> Ausgangstext
▼▼▼

Kommt die Energiekrise?
Wolfgang Müller-Michaelis
Krisenhafte Zuspitzungen im Wirtschafts- und Gesellschaftsleben der Völker der westlichen Welt bis "point of no return", von dem ab es zu gefährlichen Entladungen in Form von Hunger, Leid und Tod kommt, lassen sich in der neueren Geschichte an den Fingern einer Hand abzählen. Die europäische Agrarkrise in den dreißiger Jahren mit ihren massiven Auswanderungsbewegungen nach Nord- und Südamerika gehört ebenso dazu wie der Zusammenbruch des liberalen Welthandels im Ersten Weltkrieg. Das Mißlingen, diesen Zusammenbruch zu konsolidieren, hatte die Weltwirtschaftskrise Ende der zwanziger Jahre zur Folge. Auch der Zweite Weltkrieg mündete - unabhängig von seinen politischen und militärischen Dimensionen - in eine vorübergehende Zerstörung der Weltwirtschaft ein.Seither ist die westliche Welt über nun fast drei Jahrzehnte von krisenhaften Einbrüchen umfassender Art verschont geblieben. Sind die in jüngster Zeit auftretenden Schwierigkeiten im Weltwährungssystem und in der Energieversorgung das Wetterleuchten vor dem Zusammenbrauen eines neuen Ungewitters?

▲▲▲

Umrisszeilen
▼▼▼

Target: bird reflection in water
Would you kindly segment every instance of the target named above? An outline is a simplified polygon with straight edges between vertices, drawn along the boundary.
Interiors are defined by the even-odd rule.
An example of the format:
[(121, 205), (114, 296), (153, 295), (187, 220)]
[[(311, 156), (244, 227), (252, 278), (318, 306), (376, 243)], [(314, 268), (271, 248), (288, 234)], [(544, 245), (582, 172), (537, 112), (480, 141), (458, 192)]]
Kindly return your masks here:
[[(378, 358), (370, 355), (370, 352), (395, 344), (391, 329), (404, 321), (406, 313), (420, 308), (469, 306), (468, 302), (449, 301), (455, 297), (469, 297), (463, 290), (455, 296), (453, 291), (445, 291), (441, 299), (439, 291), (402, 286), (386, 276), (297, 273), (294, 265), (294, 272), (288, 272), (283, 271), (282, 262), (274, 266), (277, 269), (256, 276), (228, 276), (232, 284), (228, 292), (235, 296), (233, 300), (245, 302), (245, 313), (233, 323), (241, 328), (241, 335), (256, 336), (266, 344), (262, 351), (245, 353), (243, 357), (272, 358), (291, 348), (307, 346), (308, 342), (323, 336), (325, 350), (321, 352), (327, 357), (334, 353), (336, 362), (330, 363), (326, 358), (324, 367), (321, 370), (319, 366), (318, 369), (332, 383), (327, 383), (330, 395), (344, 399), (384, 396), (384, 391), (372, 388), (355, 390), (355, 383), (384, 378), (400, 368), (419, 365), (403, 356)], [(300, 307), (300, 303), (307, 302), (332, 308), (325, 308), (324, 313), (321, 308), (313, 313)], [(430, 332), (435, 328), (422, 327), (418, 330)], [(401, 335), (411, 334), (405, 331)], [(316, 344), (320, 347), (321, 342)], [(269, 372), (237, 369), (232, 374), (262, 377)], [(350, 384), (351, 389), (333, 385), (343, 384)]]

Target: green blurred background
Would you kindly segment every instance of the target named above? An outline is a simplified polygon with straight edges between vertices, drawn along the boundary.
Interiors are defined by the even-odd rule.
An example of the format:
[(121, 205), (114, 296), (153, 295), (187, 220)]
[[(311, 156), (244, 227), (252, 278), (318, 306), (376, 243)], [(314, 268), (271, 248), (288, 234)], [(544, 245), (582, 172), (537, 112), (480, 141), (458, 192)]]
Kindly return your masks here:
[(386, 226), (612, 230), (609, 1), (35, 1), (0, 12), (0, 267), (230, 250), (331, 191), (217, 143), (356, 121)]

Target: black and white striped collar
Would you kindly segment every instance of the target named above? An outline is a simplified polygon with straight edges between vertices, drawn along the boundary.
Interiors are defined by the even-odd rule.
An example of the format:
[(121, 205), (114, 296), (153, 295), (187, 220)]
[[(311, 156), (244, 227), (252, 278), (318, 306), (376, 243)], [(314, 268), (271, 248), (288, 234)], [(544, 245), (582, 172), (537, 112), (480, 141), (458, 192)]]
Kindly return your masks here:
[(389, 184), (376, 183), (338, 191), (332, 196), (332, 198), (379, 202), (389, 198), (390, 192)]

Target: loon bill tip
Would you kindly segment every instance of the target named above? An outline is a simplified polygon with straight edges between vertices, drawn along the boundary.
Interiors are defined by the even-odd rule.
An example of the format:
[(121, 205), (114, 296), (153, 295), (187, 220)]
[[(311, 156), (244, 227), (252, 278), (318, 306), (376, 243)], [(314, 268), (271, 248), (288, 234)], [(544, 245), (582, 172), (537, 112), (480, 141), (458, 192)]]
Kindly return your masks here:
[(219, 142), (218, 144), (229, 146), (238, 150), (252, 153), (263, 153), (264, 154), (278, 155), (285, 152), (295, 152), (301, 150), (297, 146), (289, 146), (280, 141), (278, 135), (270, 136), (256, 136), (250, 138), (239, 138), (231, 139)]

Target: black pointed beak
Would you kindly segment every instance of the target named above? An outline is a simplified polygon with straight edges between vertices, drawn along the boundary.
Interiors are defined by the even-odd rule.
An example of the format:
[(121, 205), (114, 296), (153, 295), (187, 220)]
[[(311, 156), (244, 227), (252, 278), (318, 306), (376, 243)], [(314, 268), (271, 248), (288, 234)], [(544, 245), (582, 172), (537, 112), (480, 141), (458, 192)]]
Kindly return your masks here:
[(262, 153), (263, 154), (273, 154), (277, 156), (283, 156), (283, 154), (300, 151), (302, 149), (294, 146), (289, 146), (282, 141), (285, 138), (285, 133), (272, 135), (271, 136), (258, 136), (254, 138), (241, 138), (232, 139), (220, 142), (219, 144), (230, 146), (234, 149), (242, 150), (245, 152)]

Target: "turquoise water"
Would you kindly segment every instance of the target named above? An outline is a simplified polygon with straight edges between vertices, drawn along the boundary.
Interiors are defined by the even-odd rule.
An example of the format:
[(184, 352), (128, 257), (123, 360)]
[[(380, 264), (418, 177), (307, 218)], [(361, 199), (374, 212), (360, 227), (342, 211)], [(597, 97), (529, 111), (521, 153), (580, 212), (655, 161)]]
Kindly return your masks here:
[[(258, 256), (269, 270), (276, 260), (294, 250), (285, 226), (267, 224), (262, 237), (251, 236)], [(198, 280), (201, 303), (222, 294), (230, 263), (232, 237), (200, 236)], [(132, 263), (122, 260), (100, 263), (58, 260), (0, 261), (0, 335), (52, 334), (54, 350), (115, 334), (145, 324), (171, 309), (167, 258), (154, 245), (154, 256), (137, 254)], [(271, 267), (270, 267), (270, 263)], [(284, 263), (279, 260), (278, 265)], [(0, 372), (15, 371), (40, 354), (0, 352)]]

▲▲▲

> Aufgaben
1. Beantworten Sie anhand des Textes zur Energiekrise diese Fragen:
(a) Wohin richteten sich die Auswanderungsbewegungen während der europäischen Agrarkrise?
(b) Welche Folge hatte das Mißlingen, den Zusammenbruch des liberalen Welthandels zu konsolidieren?
(c) In welchen beiden Bereichen sind laut Text in jüngster Zeit Schwierigkeiten aufgetreten?
2. Geben Sie aus den Zeilen den Abschnitt von der Zeile mit „Target: loon bill tip“ bis zur Zeile mit „138), (231, 139)]“ wortgetreu wieder, beide Zeilen eingeschlossen.
Der Text und die Zeilen stehen in keinem Zusammenhang miteinander.

> Lösungen
1.
(a) Nach Nord- und Südamerika.
(b) Die Weltwirtschaftskrise Ende der zwanziger Jahre.
(c) Im Weltwährungssystem und in der Energieversorgung.

2.
Target: loon bill tip
Would you kindly segment every instance of the target named above? An outline is a simplified polygon with straight edges between vertices, drawn along the boundary.
Interiors are defined by the even-odd rule.
An example of the format:
[(121, 205), (114, 296), (153, 295), (187, 220)]
[[(311, 156), (244, 227), (252, 278), (318, 306), (376, 243)], [(314, 268), (271, 248), (288, 234)], [(544, 245), (582, 172), (537, 112), (480, 141), (458, 192)]]
Kindly return your masks here:
[(219, 142), (218, 144), (229, 146), (238, 150), (252, 153), (263, 153), (264, 154), (278, 155), (285, 152), (295, 152), (301, 150), (297, 146), (289, 146), (280, 141), (278, 135), (270, 136), (256, 136), (250, 138), (239, 138), (231, 139)]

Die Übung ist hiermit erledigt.